» Directions for this task:
Lay out the lines below as a numbered list, starting at the line containing "Indicate the beach bag" and ending at the line containing "x=154, y=289". Leave out any blank lines.

» Material for this task:

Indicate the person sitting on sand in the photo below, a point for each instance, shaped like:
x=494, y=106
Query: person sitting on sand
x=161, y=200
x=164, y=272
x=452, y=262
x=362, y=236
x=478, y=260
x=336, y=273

--

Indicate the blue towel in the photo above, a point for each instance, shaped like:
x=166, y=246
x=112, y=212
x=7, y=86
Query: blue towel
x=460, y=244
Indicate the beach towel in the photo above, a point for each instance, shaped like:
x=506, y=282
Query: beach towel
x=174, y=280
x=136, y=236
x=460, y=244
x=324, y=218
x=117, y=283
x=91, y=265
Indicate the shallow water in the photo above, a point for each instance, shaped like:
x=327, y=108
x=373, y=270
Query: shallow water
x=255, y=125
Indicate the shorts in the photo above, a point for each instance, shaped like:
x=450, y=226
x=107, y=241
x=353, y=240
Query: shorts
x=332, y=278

--

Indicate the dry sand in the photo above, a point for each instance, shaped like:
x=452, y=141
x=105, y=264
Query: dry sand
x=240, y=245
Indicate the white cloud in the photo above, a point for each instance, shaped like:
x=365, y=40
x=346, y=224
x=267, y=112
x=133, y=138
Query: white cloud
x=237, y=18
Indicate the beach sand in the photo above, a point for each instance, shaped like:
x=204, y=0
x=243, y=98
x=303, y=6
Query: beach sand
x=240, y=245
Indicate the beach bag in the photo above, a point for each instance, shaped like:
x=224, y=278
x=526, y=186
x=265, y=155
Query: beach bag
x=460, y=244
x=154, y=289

» Response:
1. Indicate the beach bag in the photo above, a point for each instance, shaped like:
2. x=224, y=278
3. x=526, y=186
4. x=265, y=155
5. Query: beach bag
6. x=460, y=244
7. x=154, y=289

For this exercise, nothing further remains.